WRITTEN PROBLEM:
Substitute "An example of the format" for each occurrence of "A formatted sample" in the lines below, and give all of the lines again with nothing else changed.
───── DATA PROVIDED ─────
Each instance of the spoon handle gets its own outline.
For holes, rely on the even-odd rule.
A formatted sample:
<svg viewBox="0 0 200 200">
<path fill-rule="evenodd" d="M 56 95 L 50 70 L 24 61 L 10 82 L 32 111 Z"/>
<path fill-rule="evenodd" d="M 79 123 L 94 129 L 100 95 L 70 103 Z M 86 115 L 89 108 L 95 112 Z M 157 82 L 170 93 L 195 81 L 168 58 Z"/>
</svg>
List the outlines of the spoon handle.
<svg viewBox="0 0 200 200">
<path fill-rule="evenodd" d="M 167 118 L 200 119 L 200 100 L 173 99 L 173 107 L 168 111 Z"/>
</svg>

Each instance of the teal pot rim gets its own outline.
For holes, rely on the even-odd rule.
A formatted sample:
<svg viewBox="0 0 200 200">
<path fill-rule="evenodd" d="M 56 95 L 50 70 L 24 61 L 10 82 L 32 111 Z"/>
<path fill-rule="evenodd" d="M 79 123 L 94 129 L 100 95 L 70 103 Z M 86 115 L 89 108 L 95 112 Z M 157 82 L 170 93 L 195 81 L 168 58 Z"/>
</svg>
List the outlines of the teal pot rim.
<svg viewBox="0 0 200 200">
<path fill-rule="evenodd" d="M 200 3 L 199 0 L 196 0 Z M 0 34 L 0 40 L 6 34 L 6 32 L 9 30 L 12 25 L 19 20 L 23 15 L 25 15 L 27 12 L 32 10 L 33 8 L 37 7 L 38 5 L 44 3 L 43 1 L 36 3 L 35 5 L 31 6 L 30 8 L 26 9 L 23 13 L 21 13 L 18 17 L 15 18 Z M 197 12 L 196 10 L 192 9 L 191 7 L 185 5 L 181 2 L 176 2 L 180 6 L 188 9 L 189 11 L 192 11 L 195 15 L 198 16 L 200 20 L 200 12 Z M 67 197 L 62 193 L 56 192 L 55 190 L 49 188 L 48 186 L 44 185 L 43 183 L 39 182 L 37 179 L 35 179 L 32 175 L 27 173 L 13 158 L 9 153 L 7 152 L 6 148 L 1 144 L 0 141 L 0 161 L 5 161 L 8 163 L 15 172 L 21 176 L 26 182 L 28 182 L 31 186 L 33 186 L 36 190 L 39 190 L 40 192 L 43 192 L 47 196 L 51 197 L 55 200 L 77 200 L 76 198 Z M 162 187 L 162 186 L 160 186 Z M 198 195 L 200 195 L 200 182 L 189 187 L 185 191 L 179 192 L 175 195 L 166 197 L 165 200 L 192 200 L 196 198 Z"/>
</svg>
─────
THE SOLUTION:
Each instance of the spoon handle gets its own outline.
For holes, rely on the even-odd rule.
An example of the format:
<svg viewBox="0 0 200 200">
<path fill-rule="evenodd" d="M 56 95 L 50 70 L 24 61 L 10 82 L 32 111 Z"/>
<path fill-rule="evenodd" d="M 79 123 L 94 129 L 100 95 L 70 103 Z M 86 115 L 89 108 L 95 112 Z M 157 82 L 170 93 L 195 81 L 168 58 Z"/>
</svg>
List the outlines of the spoon handle.
<svg viewBox="0 0 200 200">
<path fill-rule="evenodd" d="M 167 118 L 200 119 L 200 100 L 173 99 L 173 107 L 168 111 Z"/>
</svg>

Each instance of the teal pot rim gets its own outline.
For holes, rely on the even-odd rule.
An example of the format:
<svg viewBox="0 0 200 200">
<path fill-rule="evenodd" d="M 56 95 L 50 70 L 24 61 L 10 82 L 32 111 Z"/>
<path fill-rule="evenodd" d="M 79 123 L 94 129 L 100 95 L 70 103 Z M 86 115 L 89 108 L 95 112 Z M 157 82 L 170 93 L 195 81 L 168 58 Z"/>
</svg>
List the outlines of the teal pot rim.
<svg viewBox="0 0 200 200">
<path fill-rule="evenodd" d="M 200 3 L 199 0 L 196 0 Z M 0 34 L 0 40 L 6 34 L 6 32 L 9 30 L 12 25 L 19 20 L 23 15 L 25 15 L 27 12 L 32 10 L 33 8 L 37 7 L 38 5 L 44 3 L 43 1 L 36 3 L 35 5 L 31 6 L 30 8 L 26 9 L 23 13 L 21 13 L 18 17 L 15 18 Z M 197 12 L 196 10 L 192 9 L 191 7 L 185 5 L 181 2 L 176 2 L 180 6 L 188 9 L 189 11 L 192 11 L 195 15 L 198 16 L 200 20 L 200 12 Z M 67 197 L 62 193 L 56 192 L 55 190 L 49 188 L 48 186 L 44 185 L 43 183 L 39 182 L 37 179 L 35 179 L 32 175 L 27 173 L 13 158 L 9 153 L 7 152 L 6 148 L 1 144 L 0 141 L 0 161 L 5 161 L 8 163 L 15 172 L 21 176 L 26 182 L 28 182 L 31 186 L 33 186 L 36 190 L 39 190 L 40 192 L 43 192 L 47 196 L 51 197 L 55 200 L 77 200 L 76 198 Z M 162 187 L 162 186 L 160 186 Z M 198 195 L 200 195 L 200 182 L 189 187 L 185 191 L 179 192 L 175 195 L 166 197 L 165 200 L 192 200 L 196 198 Z"/>
</svg>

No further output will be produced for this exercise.